» **YOUR INSTRUCTIONS**
Collect every line of the material that contains the word "front". Case counts.

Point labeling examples
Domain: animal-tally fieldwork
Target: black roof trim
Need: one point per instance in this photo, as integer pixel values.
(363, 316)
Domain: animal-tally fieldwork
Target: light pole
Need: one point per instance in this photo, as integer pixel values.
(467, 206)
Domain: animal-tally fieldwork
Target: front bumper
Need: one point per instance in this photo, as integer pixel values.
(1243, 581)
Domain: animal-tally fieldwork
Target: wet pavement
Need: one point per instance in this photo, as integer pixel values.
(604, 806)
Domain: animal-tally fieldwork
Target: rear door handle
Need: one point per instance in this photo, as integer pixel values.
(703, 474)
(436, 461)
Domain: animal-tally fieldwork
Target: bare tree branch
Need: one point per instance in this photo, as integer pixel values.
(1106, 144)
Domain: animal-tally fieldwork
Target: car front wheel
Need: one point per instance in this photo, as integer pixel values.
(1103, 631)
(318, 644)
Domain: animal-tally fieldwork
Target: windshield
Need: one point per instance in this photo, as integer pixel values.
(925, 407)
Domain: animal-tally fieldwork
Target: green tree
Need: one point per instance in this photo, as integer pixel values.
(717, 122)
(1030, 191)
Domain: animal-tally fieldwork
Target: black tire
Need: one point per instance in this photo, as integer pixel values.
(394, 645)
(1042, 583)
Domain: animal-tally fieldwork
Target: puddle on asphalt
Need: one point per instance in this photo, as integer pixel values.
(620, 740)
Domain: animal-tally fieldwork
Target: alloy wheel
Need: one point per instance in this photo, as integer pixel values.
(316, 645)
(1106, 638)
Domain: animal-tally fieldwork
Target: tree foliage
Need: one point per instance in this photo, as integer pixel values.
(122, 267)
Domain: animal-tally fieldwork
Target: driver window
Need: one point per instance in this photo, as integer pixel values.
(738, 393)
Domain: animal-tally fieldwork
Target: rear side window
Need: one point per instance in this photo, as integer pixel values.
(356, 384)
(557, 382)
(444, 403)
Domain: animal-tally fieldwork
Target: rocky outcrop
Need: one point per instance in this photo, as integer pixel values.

» **SOLUTION**
Target: front bumper
Target: car front wheel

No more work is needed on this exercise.